_SHORT EXERCISE A_
Reproduce the passage of the post on mothering and sacrifice word for word, beginning at "On Mothering and" and stopping after "an interesting read.".

_TEXT_
Friday, March 18, 2011

On Mothering and Sacrifice

I follow Ann Voskamp's blog, A Holy Experience, through Google Reader and she often has links to other blog posts that she recommends. This morning, she linked to the post "Relationship and Sacrifice" from Elizabeth Foss. It was an interesting read.

Elizabeth unpacked some important beliefs about mothering, part of which is encompassed in the following quote from 'Hold on the Your Kids',:

“No matter what problem or issue we face in parenting, our relationship with our children should be the highest priority. Children do not experience our intentions, no matter how heartfelt. They experience what we manifest in tone and behavior. We cannot assume that children will know what our priorities are: we live our priorities.”

In the post, Elizabeth spends a considerable amount of time highlighting the importance of having our use of time demonstrate to our children and our families how they fit into our priorities. This has really been on my mind of late. As you know if you have been around here for the last while, I am returning to my job in about a month, something about which I am certainly ambivalent. I enjoy my job, I am a teacher and I am able to reach students every day. It isn't as if I were working in a career in which I was just making money or in which I felt that the rewards were superficial - teachers make a difference and I am given the chance to make that difference each and every day. If I am honest, though, I will confess that I am returning to work for one reason and one reason only - to pay the bills. I wish I could remain at home, at least until my children are both in school full-time but that isn't in the cards for us financially right now. Please don't leap in and give me the "where there's a will, there's a way..." speech - right now, it isn't possible for us for several reasons that I don't need to get into. Suffice to say that my regret at going back to work has me pondering use of time.

I have found the last four years to be a real struggle in terms of time management. I have breastfed both children exclusively and while Baby Bean is now taking a bottle, neither child took a bottle as a younger baby. Both babies were also co-sleepers and we don't have any access to local babysitting - several times a year, my mother would come up to cover for us if we both needed to be out but with Pk, that never happened until she was well over a year old and I have never left Baby Bean in the evening for a significant amount of time (and he is now 9 months old). Leaving home to have "me" time was not an option.

_DATA PROVIDED_
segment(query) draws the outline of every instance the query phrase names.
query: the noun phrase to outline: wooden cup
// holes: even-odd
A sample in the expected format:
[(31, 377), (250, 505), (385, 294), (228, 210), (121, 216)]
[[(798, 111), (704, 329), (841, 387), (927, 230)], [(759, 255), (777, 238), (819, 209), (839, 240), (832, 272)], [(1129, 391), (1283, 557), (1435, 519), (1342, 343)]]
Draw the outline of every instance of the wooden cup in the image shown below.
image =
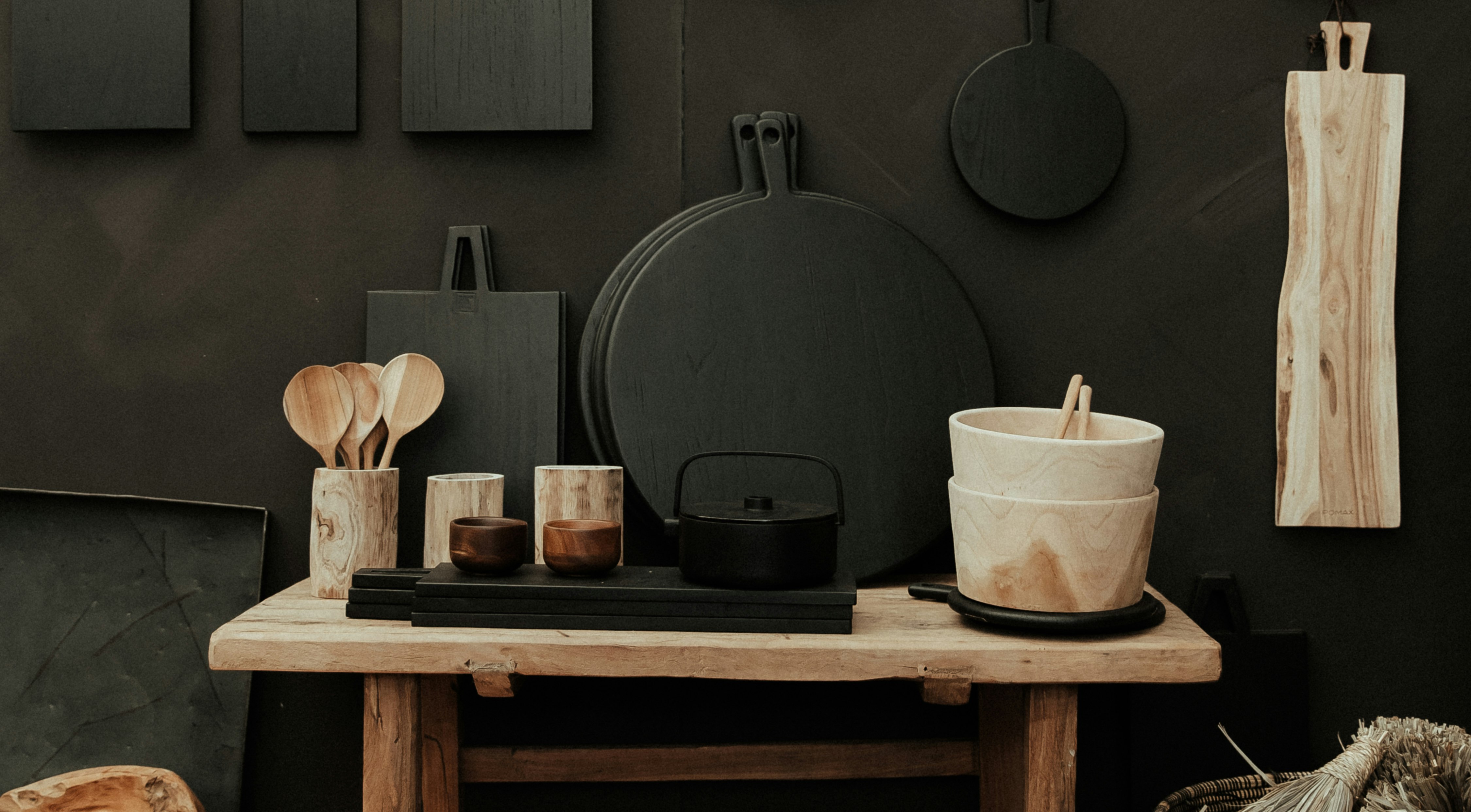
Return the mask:
[(424, 494), (424, 566), (450, 560), (450, 522), (502, 515), (506, 478), (500, 474), (435, 474)]
[(624, 528), (603, 519), (558, 519), (541, 528), (543, 556), (562, 575), (602, 575), (618, 566)]
[(961, 594), (1034, 612), (1102, 612), (1139, 603), (1159, 490), (1106, 500), (1015, 499), (950, 480)]
[[(1078, 421), (1053, 440), (1056, 409), (997, 406), (950, 415), (950, 459), (964, 488), (1018, 499), (1133, 499), (1155, 487), (1162, 428), (1093, 413), (1089, 438)], [(989, 603), (989, 602), (987, 602)]]
[(399, 469), (318, 468), (312, 478), (312, 594), (347, 597), (353, 572), (399, 565)]
[[(556, 519), (603, 519), (624, 524), (624, 469), (616, 465), (538, 465), (535, 474), (535, 556), (541, 555), (543, 527)], [(622, 563), (622, 530), (618, 562)]]

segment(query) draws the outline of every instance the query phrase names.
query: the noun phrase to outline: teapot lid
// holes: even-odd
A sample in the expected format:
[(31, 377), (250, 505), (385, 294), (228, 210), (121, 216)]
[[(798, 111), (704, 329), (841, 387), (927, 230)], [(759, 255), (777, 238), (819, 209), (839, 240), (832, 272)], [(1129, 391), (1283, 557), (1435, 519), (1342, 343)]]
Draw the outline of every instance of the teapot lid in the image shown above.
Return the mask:
[(837, 509), (808, 502), (784, 502), (769, 496), (747, 496), (744, 502), (696, 502), (680, 510), (681, 519), (733, 524), (806, 524), (837, 519)]

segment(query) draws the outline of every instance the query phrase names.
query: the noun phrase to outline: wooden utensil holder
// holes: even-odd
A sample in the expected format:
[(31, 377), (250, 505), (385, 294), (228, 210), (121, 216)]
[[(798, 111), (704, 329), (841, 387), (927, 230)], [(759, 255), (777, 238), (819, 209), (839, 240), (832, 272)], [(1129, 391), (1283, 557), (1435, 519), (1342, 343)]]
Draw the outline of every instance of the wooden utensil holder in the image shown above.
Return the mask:
[(312, 478), (312, 594), (347, 597), (353, 572), (399, 563), (399, 469), (318, 468)]
[(424, 566), (450, 560), (450, 522), (500, 516), (506, 478), (500, 474), (435, 474), (424, 494)]
[[(541, 555), (541, 525), (556, 519), (608, 519), (624, 522), (624, 469), (616, 465), (538, 465), (535, 560)], [(618, 541), (622, 550), (622, 535)], [(618, 563), (624, 562), (622, 552)]]

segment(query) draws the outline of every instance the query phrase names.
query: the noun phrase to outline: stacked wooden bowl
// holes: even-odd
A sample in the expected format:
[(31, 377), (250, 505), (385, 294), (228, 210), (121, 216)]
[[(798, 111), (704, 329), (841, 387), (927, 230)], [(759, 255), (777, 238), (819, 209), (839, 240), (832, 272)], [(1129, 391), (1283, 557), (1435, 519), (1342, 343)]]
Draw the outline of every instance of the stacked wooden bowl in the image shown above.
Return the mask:
[(1056, 409), (950, 415), (950, 527), (961, 594), (1034, 612), (1139, 603), (1155, 533), (1165, 432), (1091, 415), (1053, 438)]

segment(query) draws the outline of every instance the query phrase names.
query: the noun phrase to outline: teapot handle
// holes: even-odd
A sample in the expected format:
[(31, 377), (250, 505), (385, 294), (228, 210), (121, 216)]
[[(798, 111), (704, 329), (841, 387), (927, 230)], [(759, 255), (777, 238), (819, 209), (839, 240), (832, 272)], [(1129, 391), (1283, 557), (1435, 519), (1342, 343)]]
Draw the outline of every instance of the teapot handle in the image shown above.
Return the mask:
[(674, 480), (674, 518), (675, 518), (675, 521), (678, 521), (678, 518), (680, 518), (680, 496), (684, 491), (684, 469), (688, 468), (691, 462), (694, 462), (694, 460), (697, 460), (700, 457), (708, 457), (708, 456), (780, 456), (780, 457), (788, 457), (788, 459), (809, 459), (812, 462), (821, 462), (833, 474), (833, 484), (837, 487), (837, 524), (838, 525), (843, 524), (843, 478), (838, 477), (837, 468), (831, 462), (828, 462), (828, 460), (825, 460), (822, 457), (815, 457), (812, 455), (790, 455), (790, 453), (786, 453), (786, 452), (702, 452), (702, 453), (697, 453), (697, 455), (691, 456), (690, 459), (684, 460), (683, 463), (680, 463), (680, 474)]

_SHORT EXERCISE B_
Please rewrite the listing from its first line through the line containing "530), (618, 562)]]", requests included, and add -3 to every coordinate in the answers. Leave out the pictures.

_ANSWER A_
On Mothering and Sacrifice

I follow Ann Voskamp's blog, A Holy Experience, through Google Reader and she often has links to other blog posts that she recommends. This morning, she linked to the post "Relationship and Sacrifice" from Elizabeth Foss. It was an interesting read.

_ANSWER B_
segment(query) draws the outline of every instance the query phrase names.
query: the noun phrase to outline: wooden cup
// holes: even-odd
A sample in the expected format:
[(31, 377), (250, 505), (385, 294), (228, 210), (121, 216)]
[[(798, 111), (704, 329), (841, 387), (927, 230)], [(759, 255), (777, 238), (819, 209), (839, 240), (832, 272)], [(1129, 391), (1283, 557), (1435, 519), (1342, 343)]]
Draw the outline of every instance of the wooden cup in the image shown below.
image =
Return the mask:
[(421, 491), (421, 563), (447, 557), (447, 519), (499, 512), (503, 475), (497, 471), (432, 471)]
[(621, 525), (600, 516), (555, 516), (538, 525), (540, 553), (559, 572), (599, 572), (615, 563)]
[(958, 591), (1031, 609), (1099, 609), (1136, 600), (1156, 487), (1103, 497), (1012, 496), (947, 477)]
[[(1075, 418), (1050, 437), (1053, 406), (994, 403), (947, 412), (947, 456), (961, 485), (1015, 496), (1130, 496), (1152, 484), (1159, 425), (1090, 410), (1086, 435)], [(986, 600), (986, 599), (984, 599)]]
[(396, 466), (315, 465), (309, 475), (309, 591), (344, 594), (350, 569), (396, 562)]
[[(553, 516), (600, 516), (621, 521), (621, 466), (613, 462), (535, 462), (532, 471), (532, 553), (538, 552), (540, 524)], [(619, 560), (619, 527), (615, 559)]]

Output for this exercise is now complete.